*** Opening of Source text ***

Russell v. State

540 N.E.2d 1222, 1989 Ind. LEXIS 212, 1989 WL 76947
CourtIndiana Supreme Court
DecidedJuly 13, 1989
Docket49S04-8907-CR-528
StatusPublished
Cited by14 cases

This text of 540 N.E.2d 1222 (Russell v. State) is published on Counsel Stack Legal Research, covering Indiana Supreme Court primary law. Counsel Stack provides free access to over 12 million legal documents including statutes, case law, regulations, and constitutions.

Bluebook
Russell v. State, 540 N.E.2d 1222, 1989 Ind. LEXIS 212, 1989 WL 76947 (Ind. 1989).

Opinion

DeBRULER, Justice.

This is an appeal from a judgment on a court finding of guilty of child molesting, a Class C felony. Appellant was sentenced to prison for a term of three years. The conviction was affirmed on appeal to the Fourth District of the Court of Appeals. The opinion of that court was not published. Appellant's petition to transfer to this Court is granted and the opinion of the Court of Appeals is vacated.

There are two appellate claims. In the first, the trial court's ruling that the child victim was competent to testify as a witness for the prosecution is questioned; and in the second, the sufficiency of the evidence to convict is questioned.

The general provision of the statutes in reference to the competency of witnesses is found in I.C. 34-1-14-5. The part *1223 of that provision relevant to the first claim before us provides that children under ten years of age shall not be competent witnesses "unless it appears that they understand the nature and obligation of an oath."

Construing this provision, it was decided in Martin v. State (1969), 251 Ind. 587, 244 N.E.2d 100, that a statutory presumption of incompetence is created which is overcome if the child demonstrates an understanding of "the nature and obligation of an oath" and that there is no further test. That test is whether the child understands the difference between telling a lie and telling the truth, that is to say, the nature of an oath; and whether the child knew that she was under some compulsion to tell the truth, that is to say, the obligation of an oath. Staton v. State (1981), Ind., 428 N.E.2d 1203. A voir dire examination by the trial court is required, and a resulting determination that the presumption of incompetency is overcome is itself subject to a presumption of validity on appeal and will not be reversed unless the ruling is a manifest abuse of discretion.

The claim on appeal here relates to the first part of the test and challenges the sufficiency of the basis for the court's determination that this child appreciated the difference between telling a lie and telling the truth. The child was called as a witness by the prosecution and the following dialogue was recorded:

QUESTIONS BY THE COURT:

Q How old are you?
A Six (6).
Q Six (6)? You can lower your hand. Do you go to Sunday School?
A First (Ist) grade.

*** Close of Source text ***
*** Opening of Material supplied ***

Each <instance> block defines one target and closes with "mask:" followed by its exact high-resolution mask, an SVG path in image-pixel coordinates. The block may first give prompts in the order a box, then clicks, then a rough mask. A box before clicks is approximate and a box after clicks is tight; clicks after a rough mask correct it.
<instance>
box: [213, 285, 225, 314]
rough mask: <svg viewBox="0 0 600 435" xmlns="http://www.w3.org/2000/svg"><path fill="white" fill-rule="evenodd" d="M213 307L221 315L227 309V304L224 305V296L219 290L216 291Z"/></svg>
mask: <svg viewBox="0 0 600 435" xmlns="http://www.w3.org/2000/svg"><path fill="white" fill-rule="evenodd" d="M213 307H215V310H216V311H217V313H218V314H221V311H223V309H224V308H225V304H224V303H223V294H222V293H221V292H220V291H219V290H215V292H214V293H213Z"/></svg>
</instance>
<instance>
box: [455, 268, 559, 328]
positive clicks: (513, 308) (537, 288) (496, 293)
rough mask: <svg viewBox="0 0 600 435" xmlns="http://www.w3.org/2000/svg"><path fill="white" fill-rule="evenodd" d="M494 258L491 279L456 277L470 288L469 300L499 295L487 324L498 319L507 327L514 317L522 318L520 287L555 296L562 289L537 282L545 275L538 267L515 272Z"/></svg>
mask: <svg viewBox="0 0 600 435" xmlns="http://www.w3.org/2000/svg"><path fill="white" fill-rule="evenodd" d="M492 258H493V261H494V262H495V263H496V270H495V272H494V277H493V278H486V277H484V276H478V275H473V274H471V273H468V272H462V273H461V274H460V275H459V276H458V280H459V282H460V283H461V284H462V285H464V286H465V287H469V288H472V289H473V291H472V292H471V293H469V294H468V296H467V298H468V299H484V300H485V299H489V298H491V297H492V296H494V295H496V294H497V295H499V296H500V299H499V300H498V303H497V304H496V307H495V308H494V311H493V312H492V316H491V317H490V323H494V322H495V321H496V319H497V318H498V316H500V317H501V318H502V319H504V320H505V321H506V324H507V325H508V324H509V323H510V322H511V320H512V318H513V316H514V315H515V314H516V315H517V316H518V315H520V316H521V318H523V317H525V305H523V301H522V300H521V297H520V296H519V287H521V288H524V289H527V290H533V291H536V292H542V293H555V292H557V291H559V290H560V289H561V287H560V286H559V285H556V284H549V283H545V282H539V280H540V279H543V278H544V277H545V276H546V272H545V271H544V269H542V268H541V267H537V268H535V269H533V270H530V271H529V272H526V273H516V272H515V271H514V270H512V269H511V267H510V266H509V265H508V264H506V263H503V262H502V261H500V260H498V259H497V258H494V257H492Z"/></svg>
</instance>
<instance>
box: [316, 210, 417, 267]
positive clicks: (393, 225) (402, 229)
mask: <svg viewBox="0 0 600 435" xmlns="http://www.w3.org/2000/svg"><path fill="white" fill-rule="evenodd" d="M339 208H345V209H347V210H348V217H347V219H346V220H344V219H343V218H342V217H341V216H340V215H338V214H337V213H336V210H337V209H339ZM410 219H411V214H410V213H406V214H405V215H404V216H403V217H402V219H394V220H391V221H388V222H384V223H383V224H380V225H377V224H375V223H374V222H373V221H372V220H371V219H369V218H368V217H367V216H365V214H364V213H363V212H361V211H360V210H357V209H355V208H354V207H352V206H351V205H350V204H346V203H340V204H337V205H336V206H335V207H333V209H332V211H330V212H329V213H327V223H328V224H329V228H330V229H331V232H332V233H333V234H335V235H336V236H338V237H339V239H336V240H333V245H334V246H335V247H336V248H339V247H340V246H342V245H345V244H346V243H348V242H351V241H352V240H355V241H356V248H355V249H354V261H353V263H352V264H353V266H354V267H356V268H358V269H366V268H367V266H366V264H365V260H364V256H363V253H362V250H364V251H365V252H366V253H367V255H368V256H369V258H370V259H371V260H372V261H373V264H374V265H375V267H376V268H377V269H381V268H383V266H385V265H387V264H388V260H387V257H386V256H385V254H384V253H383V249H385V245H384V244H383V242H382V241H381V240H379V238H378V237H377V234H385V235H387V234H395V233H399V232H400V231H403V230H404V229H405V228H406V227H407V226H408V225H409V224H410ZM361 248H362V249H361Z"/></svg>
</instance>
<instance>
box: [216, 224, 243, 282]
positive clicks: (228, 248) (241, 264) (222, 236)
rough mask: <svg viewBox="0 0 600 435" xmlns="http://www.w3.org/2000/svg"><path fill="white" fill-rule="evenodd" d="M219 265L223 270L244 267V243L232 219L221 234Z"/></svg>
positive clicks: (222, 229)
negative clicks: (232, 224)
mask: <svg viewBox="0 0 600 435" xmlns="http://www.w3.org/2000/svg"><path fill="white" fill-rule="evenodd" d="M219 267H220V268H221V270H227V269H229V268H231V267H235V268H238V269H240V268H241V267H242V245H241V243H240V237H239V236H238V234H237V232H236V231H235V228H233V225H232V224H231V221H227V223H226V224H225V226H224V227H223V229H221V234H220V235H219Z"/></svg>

*** Close of Material supplied ***

Directions> Pick up the Russell v. State opinion after its last line shown and continue it.

Written response>
Q Your [sic] in the first (Ist) grade at school. What school do you go to?
A School Fourteen (14).
Q School Fourteen (14)?
A Yeah.
Q And where do you live? Where do you-do you know where you live, the house address.
A On Walcott.
Q On Walcott Street? And how long have you lived there?
A About (unintelligible)
Q You don't know? Do you have any brothers and sisters?
A Two (2) brothers.
Q Two brothers? names? What are their
A Mikie and Robert.
Q Mikie and Robert?
A Yeah.
Q Do you know what is, the difference between a, to tell the truth and to tell a lie?
A Yeah.
Q Can you tell me what the difference is?
A (No audible response).
Q What? Can you tell me?
A A lie is the same (unintelligible), um, uh, ...
Q You have to speak up a little bit louder.
A Lying is the same as stealing and sneaking.
Q Lying is the same as stealing? And what's-is that good or bad?
A Bad.
Q And if you tell the truth, is that good or bad?
A Good.
Q Good? And if you promise to tell me the truth, will you tell me the truth?
A Yeah.
Q What happens if you don't tell the truth?
A I'd go back there to jail.
Q You could go to-you know that something bad could happen to you.
A (No audible response) THE COURT: Okay, do you have any other questions on qualifying the witness? MS. MeCONAHA: No, Your Honor. THE COURT: Defense, do you have any? MR. SOLOMON: Yes, Judge. (And thereupon, Mr. Solomon approached the witness stand, but did or said nothing else.)
*1224 THE COURT: Well, just ask questions about her, whether she understands the nature of the oath, if you have something like that.
QUESTIONS BY MR. SOLOMON, Defense Counsel
Q Dorothy, do you know the, uh, difference between telling the truth and telling a lie?
A (No audible response)
Q You do?
A (No audible response)
Q What is the difference?
MS. MeCONAHA: Your Honor, these questions have been asked by the Court.
THE COURT: Yeah, these are-this is repetitious. We've gone over that.
MR. SOLOMON: Repetitious, Your Honor?
THE COURT: Yes.
MR. SOLOMON: Be that as it may, Your Honor, I would move to, uh, disqualify the witness.
THE COURT: That will be overruled. We'll find the witness is competent to testify. State want to proceed?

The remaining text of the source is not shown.